● ACTION ITEM:
The output should consist solely of the line containing "row: scattered stone rubble" and the lines that follow it through the end of the data below.

● THE DATA:
____________
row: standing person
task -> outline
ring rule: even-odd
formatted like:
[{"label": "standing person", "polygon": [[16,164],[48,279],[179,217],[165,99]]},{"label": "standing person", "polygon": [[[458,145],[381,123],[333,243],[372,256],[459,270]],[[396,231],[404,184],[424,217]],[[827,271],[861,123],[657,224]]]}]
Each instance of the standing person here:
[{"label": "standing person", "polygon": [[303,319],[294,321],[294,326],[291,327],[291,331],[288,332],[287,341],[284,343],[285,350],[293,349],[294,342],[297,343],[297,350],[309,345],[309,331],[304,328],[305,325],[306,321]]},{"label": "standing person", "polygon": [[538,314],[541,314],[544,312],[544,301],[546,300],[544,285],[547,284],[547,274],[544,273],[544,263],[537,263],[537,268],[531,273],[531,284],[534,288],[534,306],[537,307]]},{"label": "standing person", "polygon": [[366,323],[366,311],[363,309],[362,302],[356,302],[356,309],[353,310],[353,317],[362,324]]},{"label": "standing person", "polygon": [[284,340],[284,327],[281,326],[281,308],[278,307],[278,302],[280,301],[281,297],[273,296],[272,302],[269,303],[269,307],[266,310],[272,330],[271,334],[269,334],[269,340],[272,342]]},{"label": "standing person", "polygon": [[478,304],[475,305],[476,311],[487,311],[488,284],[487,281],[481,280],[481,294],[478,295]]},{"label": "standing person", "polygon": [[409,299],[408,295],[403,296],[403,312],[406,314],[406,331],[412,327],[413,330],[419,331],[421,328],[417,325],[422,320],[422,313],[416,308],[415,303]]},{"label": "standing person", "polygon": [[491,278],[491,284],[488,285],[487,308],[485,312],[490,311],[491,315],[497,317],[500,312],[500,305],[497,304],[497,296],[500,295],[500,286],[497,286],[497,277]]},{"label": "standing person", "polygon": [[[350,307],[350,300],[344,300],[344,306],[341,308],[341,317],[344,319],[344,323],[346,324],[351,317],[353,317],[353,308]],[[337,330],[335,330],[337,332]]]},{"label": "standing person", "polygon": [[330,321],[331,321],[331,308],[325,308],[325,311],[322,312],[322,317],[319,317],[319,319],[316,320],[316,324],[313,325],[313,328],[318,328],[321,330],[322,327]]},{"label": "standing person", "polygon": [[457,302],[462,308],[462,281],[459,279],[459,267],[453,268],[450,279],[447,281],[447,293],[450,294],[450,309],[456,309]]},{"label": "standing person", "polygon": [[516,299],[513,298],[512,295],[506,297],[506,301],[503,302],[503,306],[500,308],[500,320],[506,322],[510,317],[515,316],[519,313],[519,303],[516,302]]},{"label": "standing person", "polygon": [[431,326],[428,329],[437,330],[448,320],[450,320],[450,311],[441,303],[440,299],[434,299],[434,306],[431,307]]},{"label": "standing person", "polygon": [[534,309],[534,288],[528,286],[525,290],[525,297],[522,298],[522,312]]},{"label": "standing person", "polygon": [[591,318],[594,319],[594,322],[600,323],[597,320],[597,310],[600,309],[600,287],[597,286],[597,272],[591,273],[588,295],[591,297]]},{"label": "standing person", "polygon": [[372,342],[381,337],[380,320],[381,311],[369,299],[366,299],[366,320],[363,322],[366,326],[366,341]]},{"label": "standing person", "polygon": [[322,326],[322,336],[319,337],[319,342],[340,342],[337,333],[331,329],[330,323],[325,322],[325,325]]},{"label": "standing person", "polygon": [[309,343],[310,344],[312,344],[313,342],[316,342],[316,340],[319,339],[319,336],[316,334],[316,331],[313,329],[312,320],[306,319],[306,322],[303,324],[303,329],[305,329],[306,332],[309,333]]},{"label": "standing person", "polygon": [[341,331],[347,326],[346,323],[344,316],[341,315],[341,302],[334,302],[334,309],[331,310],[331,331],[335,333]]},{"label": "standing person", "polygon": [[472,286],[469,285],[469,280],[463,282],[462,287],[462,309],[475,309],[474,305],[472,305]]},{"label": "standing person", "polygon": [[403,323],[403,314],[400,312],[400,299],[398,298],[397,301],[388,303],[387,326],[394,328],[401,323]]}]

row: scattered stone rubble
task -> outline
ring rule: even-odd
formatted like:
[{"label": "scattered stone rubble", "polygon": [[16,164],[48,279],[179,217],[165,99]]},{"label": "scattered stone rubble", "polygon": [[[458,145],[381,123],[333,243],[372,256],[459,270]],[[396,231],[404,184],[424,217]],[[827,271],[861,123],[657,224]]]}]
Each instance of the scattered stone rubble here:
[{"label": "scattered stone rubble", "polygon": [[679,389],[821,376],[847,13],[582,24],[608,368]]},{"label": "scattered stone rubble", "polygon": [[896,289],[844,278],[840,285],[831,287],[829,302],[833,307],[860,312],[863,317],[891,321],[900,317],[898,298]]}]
____________
● THE COMPLETED TASK:
row: scattered stone rubble
task -> outline
ring rule: even-odd
formatted like:
[{"label": "scattered stone rubble", "polygon": [[16,164],[48,279],[179,217],[165,99]]},{"label": "scattered stone rubble", "polygon": [[[458,145],[381,123],[333,243],[372,256],[459,270]],[[396,231],[404,184],[424,217]],[[827,271],[861,123],[657,224]]]}]
Each instance of the scattered stone rubble here:
[{"label": "scattered stone rubble", "polygon": [[679,389],[821,376],[847,13],[582,24],[608,368]]},{"label": "scattered stone rubble", "polygon": [[896,289],[844,278],[840,285],[831,287],[829,302],[833,307],[860,312],[863,317],[891,321],[900,317],[898,298]]}]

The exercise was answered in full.